**WRITTEN PROBLEM**
Edit the data below so that every "lane-occupancy tally" reads "traffic count", and leave everything else unchanged.
****************
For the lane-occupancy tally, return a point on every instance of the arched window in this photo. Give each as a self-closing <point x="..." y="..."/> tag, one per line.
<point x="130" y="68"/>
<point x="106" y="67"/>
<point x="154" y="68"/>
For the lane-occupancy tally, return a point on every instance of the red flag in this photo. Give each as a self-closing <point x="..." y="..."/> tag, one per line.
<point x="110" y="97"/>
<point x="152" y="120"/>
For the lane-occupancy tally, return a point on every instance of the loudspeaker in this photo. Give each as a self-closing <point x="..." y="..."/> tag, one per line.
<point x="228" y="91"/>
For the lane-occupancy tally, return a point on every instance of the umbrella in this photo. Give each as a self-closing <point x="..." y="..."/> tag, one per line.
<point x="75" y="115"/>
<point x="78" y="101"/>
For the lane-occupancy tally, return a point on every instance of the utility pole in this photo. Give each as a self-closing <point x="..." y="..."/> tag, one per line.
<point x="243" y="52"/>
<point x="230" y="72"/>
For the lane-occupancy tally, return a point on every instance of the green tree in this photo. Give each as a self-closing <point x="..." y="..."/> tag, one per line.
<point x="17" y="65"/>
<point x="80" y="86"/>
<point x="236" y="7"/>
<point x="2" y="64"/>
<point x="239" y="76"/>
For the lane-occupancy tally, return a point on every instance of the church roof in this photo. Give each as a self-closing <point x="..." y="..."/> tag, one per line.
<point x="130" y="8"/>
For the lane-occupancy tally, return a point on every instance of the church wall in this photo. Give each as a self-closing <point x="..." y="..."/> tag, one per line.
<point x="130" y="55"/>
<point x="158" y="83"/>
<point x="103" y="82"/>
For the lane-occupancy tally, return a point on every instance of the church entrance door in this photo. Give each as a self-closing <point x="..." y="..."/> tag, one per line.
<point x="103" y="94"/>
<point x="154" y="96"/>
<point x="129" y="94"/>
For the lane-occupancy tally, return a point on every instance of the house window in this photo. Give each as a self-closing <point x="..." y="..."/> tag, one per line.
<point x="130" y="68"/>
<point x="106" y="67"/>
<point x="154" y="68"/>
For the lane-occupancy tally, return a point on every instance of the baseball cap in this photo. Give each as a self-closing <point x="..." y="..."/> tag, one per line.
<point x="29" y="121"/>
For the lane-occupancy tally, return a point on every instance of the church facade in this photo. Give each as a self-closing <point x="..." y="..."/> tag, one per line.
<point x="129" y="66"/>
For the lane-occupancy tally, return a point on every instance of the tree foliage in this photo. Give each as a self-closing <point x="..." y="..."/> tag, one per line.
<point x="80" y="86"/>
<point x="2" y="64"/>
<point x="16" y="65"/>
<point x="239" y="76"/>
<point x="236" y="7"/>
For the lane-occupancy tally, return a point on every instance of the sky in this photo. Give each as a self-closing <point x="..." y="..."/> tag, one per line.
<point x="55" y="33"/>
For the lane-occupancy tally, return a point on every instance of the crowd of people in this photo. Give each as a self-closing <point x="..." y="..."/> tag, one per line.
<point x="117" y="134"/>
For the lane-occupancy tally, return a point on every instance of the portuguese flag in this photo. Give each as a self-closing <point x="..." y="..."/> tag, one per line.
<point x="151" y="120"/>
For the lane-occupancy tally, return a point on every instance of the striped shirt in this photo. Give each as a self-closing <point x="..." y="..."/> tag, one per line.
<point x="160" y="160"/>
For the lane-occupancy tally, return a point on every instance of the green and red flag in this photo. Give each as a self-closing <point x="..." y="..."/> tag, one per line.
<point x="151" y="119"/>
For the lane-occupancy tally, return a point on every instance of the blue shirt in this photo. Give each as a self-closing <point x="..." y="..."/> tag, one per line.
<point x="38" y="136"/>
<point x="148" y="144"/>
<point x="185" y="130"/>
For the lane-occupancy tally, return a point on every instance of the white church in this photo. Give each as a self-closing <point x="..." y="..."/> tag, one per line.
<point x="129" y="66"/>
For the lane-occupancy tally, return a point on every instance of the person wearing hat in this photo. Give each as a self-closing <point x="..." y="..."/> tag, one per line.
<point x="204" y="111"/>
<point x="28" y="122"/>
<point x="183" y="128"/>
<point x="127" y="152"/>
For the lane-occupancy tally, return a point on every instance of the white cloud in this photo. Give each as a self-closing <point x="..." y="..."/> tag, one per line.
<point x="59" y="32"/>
****************
**OUTPUT OF THE TASK**
For the traffic count, return a point on every instance of the arched window in this photo. Give each as a self-closing <point x="..." y="..."/> tag, one per line.
<point x="130" y="68"/>
<point x="106" y="67"/>
<point x="154" y="68"/>
For the traffic count, return a point on every instance of the red flag in this photo. Give each as a self-closing <point x="..." y="..."/> tag, one per line.
<point x="110" y="97"/>
<point x="152" y="120"/>
For the traffic count, return a point on every instance of the loudspeaker in this photo. Give each as a self-closing <point x="..." y="..."/> tag, one per line.
<point x="228" y="91"/>
For the traffic count, return a point on every instance of the umbrella in this photo. Give each as a self-closing <point x="..." y="..."/> tag, one per line.
<point x="75" y="115"/>
<point x="78" y="101"/>
For the traffic count, return a point on every instance of the utility pole in this photo. Give each as a self-closing <point x="..." y="..."/> tag, one per line.
<point x="243" y="52"/>
<point x="230" y="72"/>
For the traffic count, return a point on every instance of the green tree in this photo. Give each as a self-closing <point x="..." y="..."/> tag, one per line.
<point x="17" y="65"/>
<point x="80" y="86"/>
<point x="236" y="7"/>
<point x="2" y="64"/>
<point x="239" y="76"/>
For the traffic count, return a point on every instance of the church roof in this photo. Give each as a self-closing <point x="..." y="..."/> tag, one per line.
<point x="130" y="8"/>
For the traffic count, return a point on every instance of the church wall in this photo. Give each as a self-closing <point x="..." y="..."/> tag, one per line.
<point x="130" y="55"/>
<point x="158" y="83"/>
<point x="103" y="82"/>
For the traffic count, return a point on every instance of the church entrance door in this photo. Give each as a self-closing <point x="..." y="..."/> tag, one per line.
<point x="103" y="94"/>
<point x="154" y="96"/>
<point x="129" y="94"/>
For the traffic count, return a point on every instance of the house window in this photo. Give each as a self-closing <point x="..." y="..."/> tag, one per line.
<point x="130" y="68"/>
<point x="106" y="67"/>
<point x="154" y="68"/>
For the traffic count, return a point on every instance of the baseball cap in this photo. Give each as a self-closing <point x="..." y="..."/> tag, one per line.
<point x="29" y="121"/>
For the traffic count, return a point on every instance of the church facade in this photo. Give each as a self-closing <point x="..." y="..."/> tag, one per line.
<point x="129" y="66"/>
For the traffic count, return a point on every instance of the tree foliage in this photo. Give each as a self-closing <point x="..." y="..."/> tag, one per line.
<point x="80" y="86"/>
<point x="2" y="64"/>
<point x="16" y="65"/>
<point x="239" y="76"/>
<point x="236" y="7"/>
For the traffic count, return a point on every instance of the sky in this photo. Give each as a self-closing <point x="..." y="..."/> tag, one per line.
<point x="55" y="33"/>
For the traffic count, return a point on every instance of the crowd of people in this photo. Give each as a self-closing <point x="..." y="..."/> tag, one per line.
<point x="117" y="134"/>
For the traffic count, return a point on every instance of the portuguese flag in this photo. Give each as a self-closing <point x="..." y="..."/> tag, one per line.
<point x="151" y="120"/>
For the traffic count, return a point on every instance of the striped shirt in this photo. Give each as a self-closing <point x="..." y="..."/> tag, one per line.
<point x="160" y="160"/>
For the traffic count, return a point on every instance of the green and red flag in this photo. Give each as a self-closing <point x="..." y="..."/> tag, one per line.
<point x="151" y="119"/>
For the traffic count, return a point on every instance of the blue shirt in this photo. Give each as a self-closing <point x="..." y="..."/> tag, one per line.
<point x="38" y="136"/>
<point x="148" y="144"/>
<point x="185" y="130"/>
For the traffic count, return a point on every instance of the white church in this photo. Give each as a self-closing <point x="..." y="..."/> tag, one per line.
<point x="129" y="66"/>
For the traffic count, return a point on every instance of the person wearing hat in this photo. Give each as a self-closing <point x="..." y="..."/> tag, one per line.
<point x="204" y="111"/>
<point x="28" y="122"/>
<point x="183" y="128"/>
<point x="127" y="152"/>
For the traffic count, return a point on every instance of the white cloud in this photo. Give each as a self-closing <point x="..." y="..."/> tag, one per line.
<point x="59" y="32"/>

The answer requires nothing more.